Document excerpt:
BEGIN
The caucus’s chairman, Rep. Hakeem Jeffries (D-N.Y.), echoed that sentiment in his “elevator pitch” to voters on the difference between Democrats and Republicans: “We care about everyday Americans. They don’t. We make life better for everyday Americans. They don’t. We’re getting stuff done. They are not.”
But with Democrats in control, members have noted that Republicans still have the upper hand in their attacks, especially since voters see and feel the effects of rising costs at the gas pump and elsewhere. Maloney noted that skyrocketing oil prices have become “a real problem” that Democrats would address “with solutions,” though he did not elaborate on specifics.
In the interim, Democrats have taken a page from Biden to counter the effects of a foreign war on the United States, stressing that a gas hike is a direct result from Russian President Vladimir Putin and a small price to pay in comparison to the sacrifices being made by Ukrainians to defend democracy.
While Biden’s stalled Build Back Better legislation has come to symbolize Democratic infighting and failed goals, members hope to still find compromise to deliver on a number of promises that were packed into the legislative package that passed the House last year, like child care, housing, climate and other social provisions.
Leaders of the Progressive, Black and Hispanic caucuses all respectively announced they would make executive order recommendations to Biden that he could enact unilaterally. It’s an acknowledgment by Congress, but primarily the White House, that little can be done on a bipartisan basis.
But in the interim, members have begun to realize they should repeatedly sell the details of multiple bipartisan bills that are on their pathway to becoming law. Members, like Rep. Teresa Leger Fernandez (D-N.M.), stressed that the government funding package included a myriad community funding projects that touched on planks of the Build Back Better agenda like providing money for housing, clean water and more.
“I think we’re an incredibly effective Congress and a very effective caucus because we were able to show that as issues come up, we could resolve those issues, and that we could get that a budget passed that reflects our priorities,” Leger Fernandez said. “We didn’t get everything we wanted. I didn’t get everything I wanted for New Mexico, but boy, if you go down that list of what we were able to do, it is significant.”
END
Supplied entries:
BEGIN
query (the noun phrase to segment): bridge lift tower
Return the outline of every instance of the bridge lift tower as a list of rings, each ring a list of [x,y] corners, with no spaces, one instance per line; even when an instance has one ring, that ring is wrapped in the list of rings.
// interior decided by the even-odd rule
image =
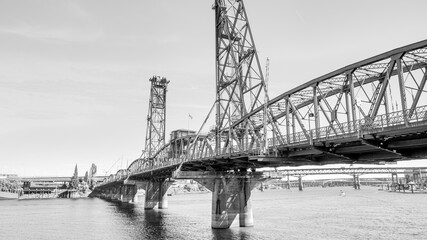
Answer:
[[[269,114],[245,115],[263,106],[266,83],[243,1],[216,0],[216,154],[266,147]],[[264,109],[266,111],[266,109]],[[277,128],[273,125],[274,130]],[[264,126],[265,128],[265,126]]]
[[[145,134],[145,157],[150,159],[165,145],[166,92],[169,81],[164,77],[150,78],[151,91]]]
END
Required action 1:
In the House Democrats article, who is the caucus chairman that gave an "elevator pitch" to voters?
Required action 2:
Duplicate everything in the House Democrats article from "But with Democrats" down to "to defend democracy.".

Exercise solution 1:
Rep. Hakeem Jeffries (D-N.Y.)

Exercise solution 2:
But with Democrats in control, members have noted that Republicans still have the upper hand in their attacks, especially since voters see and feel the effects of rising costs at the gas pump and elsewhere. Maloney noted that skyrocketing oil prices have become “a real problem” that Democrats would address “with solutions,” though he did not elaborate on specifics.
In the interim, Democrats have taken a page from Biden to counter the effects of a foreign war on the United States, stressing that a gas hike is a direct result from Russian President Vladimir Putin and a small price to pay in comparison to the sacrifices being made by Ukrainians to defend democracy.